Written request:
Give every line of the records as a numbered list, leaving out blank lines and the pictures.

Provided data:

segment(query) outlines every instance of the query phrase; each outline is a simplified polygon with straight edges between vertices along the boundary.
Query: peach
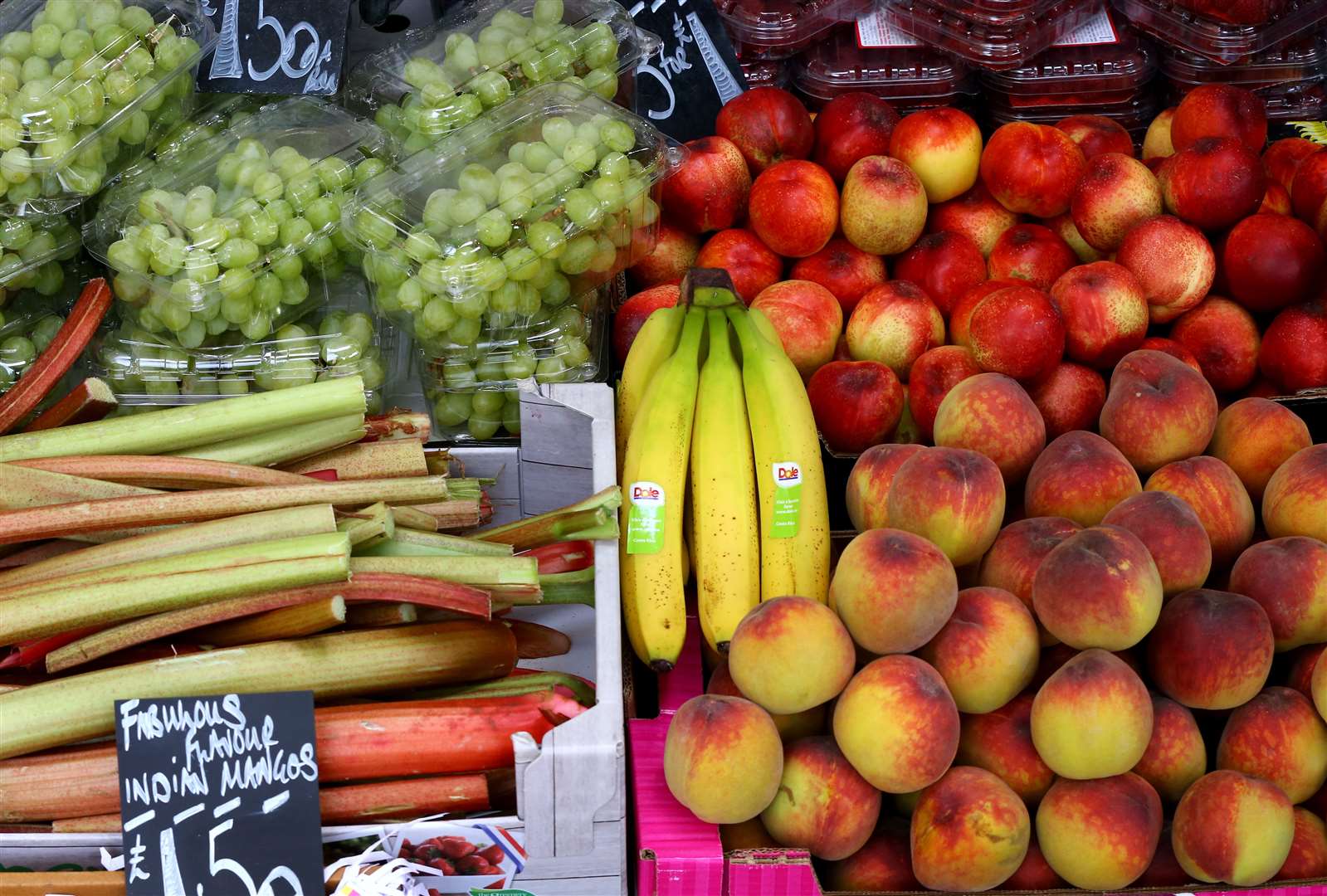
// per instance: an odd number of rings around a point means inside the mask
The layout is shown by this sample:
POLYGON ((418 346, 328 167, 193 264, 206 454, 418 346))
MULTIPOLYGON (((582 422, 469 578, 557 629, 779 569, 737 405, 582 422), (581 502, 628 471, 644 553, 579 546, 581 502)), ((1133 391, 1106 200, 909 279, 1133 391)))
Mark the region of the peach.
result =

Exercise response:
1. segment(query) outlines every instance of the query phrase; each outline is a simplified polygon with straight edges between vertices along the boundary.
2. Query: peach
3. // per instance: an odd number of rings around a point means inside the mask
4. The layout is shown by this sample:
5. POLYGON ((418 346, 328 167, 193 264, 206 454, 418 346))
6. MULTIPOLYGON (((582 422, 469 578, 557 629, 779 569, 737 405, 582 422), (581 502, 628 471, 644 553, 579 546, 581 502)), ((1133 391, 1106 200, 909 279, 1133 391)))
7. Mark the region of the peach.
8. result =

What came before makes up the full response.